At 10:30 in the morning we left from Iquique, Chile for Antofagasta with Pullman (CLP8000/$16.40, 7 hours). We arrived at about 5:30pm, found a cab easily, and asked him to take us to the first hostel on our list. He went and asked his colleagues where Hotel Hostal del Norte was (not a good sign) and then we were off. We drove for 10 or 15 minutes. We pulled up to a girl at the side of the road and our driver asked if she knew where the hostel was. She didn’t know. This was confusing, especially since we had given him the exact address. Next we pulled up at a grocery store and he asked a few people there. No luck. He wandered into the grocery store, leaving the taxi blocking the parking lot. Still no luck. We asked him just to take us to the main square. “No, no, no, no,” he replied. He assured us he knew where he was going. He stopped another taxi driver who seemed to give him directions. Finally, he found the road the hostel was on. Number 3162 we told him in Spanish. We could see that we were around number 3700, so we knew we still had a little further to drive. The taxi driver was shaking his head like he couldn’t find it. He was driving extremely slowly, searching for the hostel. Finally, it came into sight. “Alli!” I shouted, pointing. We lunged to escape the cab as soon as it came to a stop. “Mil disculpe,” he said as he took our money and drove off. At first we thought we were being taken for a ride, literally; although, it is very possible that he was just really, really bad at his job.

At this point, we cut to the horror-movie-style reveal of the hostel we had chosen for our night in Antofagasta. It was a creaking, dripping, grungy nightmare in a neighbourhood solely populated by car part dealers. Looks were exchanged, and no words needed to be spoken. We set off, on foot, to the next hostel on the list. Without a map.

We walked Antofagasta’s downtown core. It was verging on 7:30pm, and no hostels in sight. Our bags felt heavy, I was feeling under the weather, and Ryan was still recovering from his “altitude sickness”; we decided to abandon the budget and shell out for an emergency hotel. The prices of hotels ranged from US$60 (very seedy) to US$80 (less seedy). That night we learned a new Spanish word: completo. Not good. Eventually, we found Hotel Ancla (CLP32500/$66.50). The room was so-so. We’d stayed in some hostels that were nicer, but they had a buffet breakfast in the morning. After a tiring day, we ate McDonald’s for dinner and it was fucking delicious.

Next stop: San Pedro de Atacama, Chile

San Pedro de Atacama, Chile

Valle de la Luna, San Pedro de Atacama, Chile.
Valley of the Moon.

**Entries**
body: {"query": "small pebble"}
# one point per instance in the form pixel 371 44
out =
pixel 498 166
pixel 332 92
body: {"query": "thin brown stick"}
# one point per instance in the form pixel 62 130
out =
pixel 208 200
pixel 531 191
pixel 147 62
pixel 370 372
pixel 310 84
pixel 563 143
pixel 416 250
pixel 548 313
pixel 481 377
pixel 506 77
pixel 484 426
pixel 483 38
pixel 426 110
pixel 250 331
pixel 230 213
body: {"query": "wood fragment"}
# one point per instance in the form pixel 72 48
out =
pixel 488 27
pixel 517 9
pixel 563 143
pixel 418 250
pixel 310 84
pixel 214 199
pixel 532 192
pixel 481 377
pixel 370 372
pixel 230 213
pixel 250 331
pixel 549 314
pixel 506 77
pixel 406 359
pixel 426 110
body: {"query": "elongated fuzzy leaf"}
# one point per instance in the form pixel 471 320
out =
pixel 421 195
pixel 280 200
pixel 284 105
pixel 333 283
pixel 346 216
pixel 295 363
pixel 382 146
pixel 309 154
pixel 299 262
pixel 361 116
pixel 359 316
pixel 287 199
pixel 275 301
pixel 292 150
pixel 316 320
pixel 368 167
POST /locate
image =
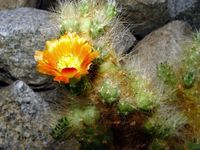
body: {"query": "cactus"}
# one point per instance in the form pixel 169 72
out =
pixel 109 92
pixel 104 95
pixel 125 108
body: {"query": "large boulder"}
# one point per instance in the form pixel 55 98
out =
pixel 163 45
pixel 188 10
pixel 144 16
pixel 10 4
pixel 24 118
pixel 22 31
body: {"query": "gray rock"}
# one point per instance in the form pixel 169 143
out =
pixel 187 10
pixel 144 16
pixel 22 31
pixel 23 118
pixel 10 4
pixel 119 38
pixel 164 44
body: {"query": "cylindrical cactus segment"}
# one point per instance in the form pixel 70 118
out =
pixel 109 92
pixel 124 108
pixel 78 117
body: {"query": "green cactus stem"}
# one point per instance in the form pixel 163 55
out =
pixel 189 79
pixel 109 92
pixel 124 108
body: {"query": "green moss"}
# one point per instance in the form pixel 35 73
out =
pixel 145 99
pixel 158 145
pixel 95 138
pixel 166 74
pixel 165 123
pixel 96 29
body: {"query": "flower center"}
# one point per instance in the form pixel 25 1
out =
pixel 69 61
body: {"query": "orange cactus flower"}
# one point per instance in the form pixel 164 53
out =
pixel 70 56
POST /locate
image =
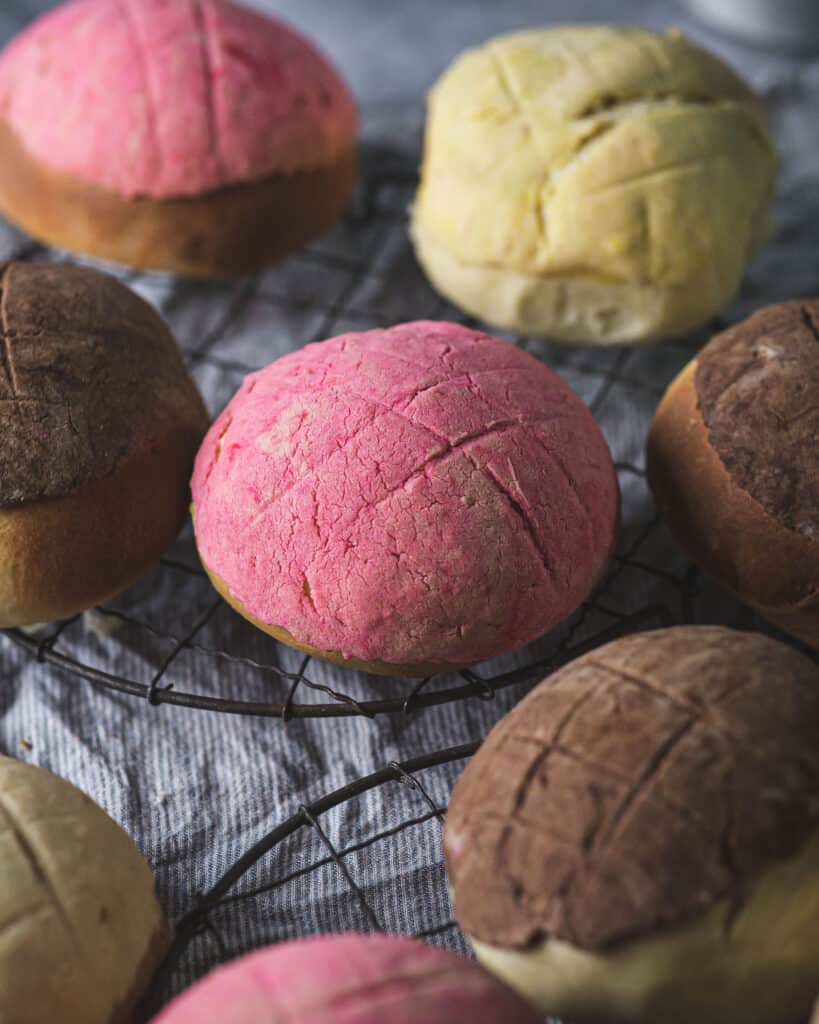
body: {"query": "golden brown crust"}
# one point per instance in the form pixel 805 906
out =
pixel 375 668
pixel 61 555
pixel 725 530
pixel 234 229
==
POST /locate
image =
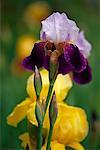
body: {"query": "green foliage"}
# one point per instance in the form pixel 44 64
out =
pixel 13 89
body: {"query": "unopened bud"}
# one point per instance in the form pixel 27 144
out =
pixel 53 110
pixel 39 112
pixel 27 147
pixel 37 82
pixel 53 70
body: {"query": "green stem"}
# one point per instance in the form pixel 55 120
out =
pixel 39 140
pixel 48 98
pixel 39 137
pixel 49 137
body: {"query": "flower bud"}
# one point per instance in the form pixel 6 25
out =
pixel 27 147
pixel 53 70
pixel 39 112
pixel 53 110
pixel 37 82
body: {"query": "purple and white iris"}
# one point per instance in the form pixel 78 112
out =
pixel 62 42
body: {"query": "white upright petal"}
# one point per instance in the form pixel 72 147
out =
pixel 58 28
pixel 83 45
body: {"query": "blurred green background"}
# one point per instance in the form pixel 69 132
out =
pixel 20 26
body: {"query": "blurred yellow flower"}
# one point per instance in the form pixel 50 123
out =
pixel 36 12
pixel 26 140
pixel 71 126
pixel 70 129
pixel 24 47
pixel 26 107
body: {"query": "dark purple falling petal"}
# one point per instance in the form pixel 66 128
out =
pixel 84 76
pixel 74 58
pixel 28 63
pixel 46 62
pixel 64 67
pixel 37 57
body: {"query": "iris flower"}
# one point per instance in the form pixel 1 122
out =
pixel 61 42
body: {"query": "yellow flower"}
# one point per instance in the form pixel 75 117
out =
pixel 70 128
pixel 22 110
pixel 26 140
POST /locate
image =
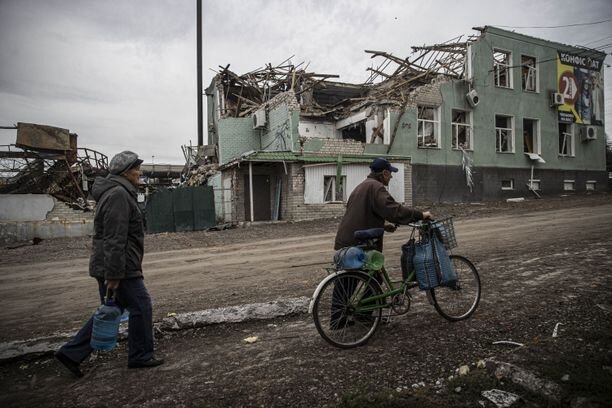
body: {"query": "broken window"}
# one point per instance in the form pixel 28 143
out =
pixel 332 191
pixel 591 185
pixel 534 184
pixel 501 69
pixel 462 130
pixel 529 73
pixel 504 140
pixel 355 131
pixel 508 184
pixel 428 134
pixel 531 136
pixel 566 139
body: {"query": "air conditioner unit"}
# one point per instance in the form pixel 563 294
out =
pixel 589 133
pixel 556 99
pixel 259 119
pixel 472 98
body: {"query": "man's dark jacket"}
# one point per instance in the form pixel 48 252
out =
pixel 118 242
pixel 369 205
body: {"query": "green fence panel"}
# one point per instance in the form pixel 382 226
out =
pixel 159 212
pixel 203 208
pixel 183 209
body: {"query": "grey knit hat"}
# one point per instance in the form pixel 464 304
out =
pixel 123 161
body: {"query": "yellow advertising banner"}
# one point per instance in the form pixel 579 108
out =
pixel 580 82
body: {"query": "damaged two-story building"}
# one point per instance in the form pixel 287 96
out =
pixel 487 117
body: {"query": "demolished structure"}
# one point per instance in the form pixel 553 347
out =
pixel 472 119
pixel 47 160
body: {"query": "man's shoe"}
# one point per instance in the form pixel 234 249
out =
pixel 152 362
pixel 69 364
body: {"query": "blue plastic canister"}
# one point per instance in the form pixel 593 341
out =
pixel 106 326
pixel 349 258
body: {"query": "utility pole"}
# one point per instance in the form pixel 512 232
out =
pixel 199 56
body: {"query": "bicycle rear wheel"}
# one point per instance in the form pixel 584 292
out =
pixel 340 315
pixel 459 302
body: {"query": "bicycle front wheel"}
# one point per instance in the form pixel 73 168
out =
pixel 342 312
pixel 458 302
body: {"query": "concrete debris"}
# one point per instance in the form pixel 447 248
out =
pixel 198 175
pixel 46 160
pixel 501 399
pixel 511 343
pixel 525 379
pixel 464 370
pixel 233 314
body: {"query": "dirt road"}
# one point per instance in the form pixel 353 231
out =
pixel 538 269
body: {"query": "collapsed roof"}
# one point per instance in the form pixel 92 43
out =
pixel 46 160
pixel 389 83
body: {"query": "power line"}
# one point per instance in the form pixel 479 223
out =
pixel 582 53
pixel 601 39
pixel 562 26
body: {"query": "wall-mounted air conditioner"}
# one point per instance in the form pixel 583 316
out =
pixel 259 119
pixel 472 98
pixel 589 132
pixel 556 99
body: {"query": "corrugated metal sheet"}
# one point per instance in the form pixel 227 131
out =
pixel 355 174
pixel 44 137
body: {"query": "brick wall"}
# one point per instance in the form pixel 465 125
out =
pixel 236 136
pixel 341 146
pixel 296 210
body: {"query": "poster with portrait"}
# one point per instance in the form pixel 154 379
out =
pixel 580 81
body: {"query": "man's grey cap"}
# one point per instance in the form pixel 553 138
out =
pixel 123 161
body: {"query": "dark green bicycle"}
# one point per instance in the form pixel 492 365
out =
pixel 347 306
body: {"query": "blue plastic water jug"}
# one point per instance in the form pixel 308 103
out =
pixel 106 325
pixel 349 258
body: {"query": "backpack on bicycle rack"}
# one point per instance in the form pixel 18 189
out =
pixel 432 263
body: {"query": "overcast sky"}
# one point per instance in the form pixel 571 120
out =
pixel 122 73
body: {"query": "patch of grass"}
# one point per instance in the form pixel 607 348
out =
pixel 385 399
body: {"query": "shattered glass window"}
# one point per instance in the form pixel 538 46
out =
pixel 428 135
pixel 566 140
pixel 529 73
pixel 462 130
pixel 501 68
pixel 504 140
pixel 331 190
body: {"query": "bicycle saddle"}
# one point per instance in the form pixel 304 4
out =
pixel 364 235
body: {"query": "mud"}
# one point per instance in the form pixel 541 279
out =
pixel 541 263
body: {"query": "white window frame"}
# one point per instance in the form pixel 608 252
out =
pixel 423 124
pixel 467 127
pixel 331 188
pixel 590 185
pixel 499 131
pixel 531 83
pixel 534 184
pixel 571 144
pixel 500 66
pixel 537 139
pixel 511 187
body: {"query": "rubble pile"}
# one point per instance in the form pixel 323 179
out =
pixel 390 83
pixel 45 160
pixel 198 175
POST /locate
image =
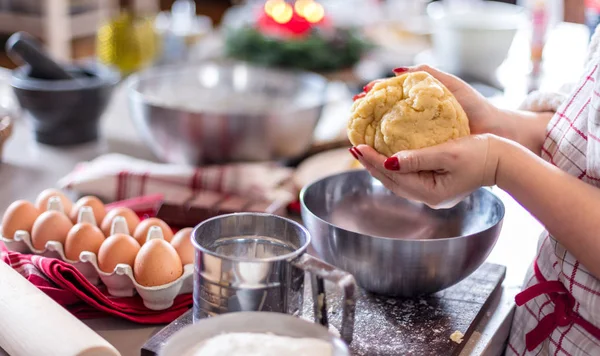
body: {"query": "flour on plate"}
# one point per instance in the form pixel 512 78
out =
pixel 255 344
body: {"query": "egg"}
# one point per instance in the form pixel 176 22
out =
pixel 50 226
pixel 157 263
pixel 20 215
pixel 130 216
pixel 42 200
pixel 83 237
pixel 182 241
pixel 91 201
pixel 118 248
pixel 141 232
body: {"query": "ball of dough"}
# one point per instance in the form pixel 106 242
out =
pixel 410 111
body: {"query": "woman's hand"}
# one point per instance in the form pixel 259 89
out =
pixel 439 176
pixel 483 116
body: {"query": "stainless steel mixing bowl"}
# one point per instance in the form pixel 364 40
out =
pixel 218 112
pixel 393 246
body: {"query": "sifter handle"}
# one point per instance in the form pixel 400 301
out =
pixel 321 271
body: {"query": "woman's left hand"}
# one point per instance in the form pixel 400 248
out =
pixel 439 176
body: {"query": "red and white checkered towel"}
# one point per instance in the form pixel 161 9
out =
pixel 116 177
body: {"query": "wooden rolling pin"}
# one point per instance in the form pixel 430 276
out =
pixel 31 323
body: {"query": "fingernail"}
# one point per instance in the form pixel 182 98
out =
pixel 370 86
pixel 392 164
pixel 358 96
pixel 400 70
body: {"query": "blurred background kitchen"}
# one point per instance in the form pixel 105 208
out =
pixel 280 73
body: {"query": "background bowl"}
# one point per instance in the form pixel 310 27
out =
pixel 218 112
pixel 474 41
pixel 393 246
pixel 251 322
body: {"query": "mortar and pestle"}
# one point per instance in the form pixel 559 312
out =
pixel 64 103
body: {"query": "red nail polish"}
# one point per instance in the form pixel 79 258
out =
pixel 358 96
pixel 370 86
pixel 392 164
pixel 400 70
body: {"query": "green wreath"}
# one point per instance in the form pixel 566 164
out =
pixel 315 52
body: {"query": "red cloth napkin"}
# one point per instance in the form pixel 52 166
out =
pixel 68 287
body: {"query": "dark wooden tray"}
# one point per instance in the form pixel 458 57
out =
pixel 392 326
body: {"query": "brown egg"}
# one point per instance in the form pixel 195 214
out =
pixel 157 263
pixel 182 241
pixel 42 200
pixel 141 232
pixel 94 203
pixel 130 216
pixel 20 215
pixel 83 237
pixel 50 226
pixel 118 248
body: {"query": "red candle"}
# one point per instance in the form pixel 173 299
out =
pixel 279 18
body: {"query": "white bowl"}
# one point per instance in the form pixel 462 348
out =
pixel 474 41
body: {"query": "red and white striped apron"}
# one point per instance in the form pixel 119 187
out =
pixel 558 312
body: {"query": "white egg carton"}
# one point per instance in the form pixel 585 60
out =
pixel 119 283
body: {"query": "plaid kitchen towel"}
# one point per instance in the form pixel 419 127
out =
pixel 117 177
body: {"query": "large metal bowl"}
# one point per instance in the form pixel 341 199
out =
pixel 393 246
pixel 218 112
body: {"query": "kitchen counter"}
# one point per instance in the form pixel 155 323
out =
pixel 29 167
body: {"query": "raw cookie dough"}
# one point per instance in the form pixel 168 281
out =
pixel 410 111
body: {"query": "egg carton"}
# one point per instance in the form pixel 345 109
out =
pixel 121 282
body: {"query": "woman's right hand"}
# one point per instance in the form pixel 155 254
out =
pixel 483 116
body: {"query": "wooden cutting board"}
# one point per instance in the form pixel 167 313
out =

**What this exercise asks**
1 – Answer these questions from the travel account:
(a) How long did the Pullman bus trip from Iquique to Antofagasta take?
(b) What kind of businesses filled the neighborhood around the first hostel?
(c) What did the travelers eat for dinner after their tiring day?
2 – Please list every price given in the travel account, noting what each one was for.

**Responses by task**
1 –
(a) 7 hours
(b) Car part dealers
(c) McDonald's

2 –
- CLP8000/$16.40: the Pullman bus from Iquique to Antofagasta
- US$60: the low end of hotel prices (very seedy)
- US$80: the high end of hotel prices (less seedy)
- CLP32500/$66.50: Hotel Ancla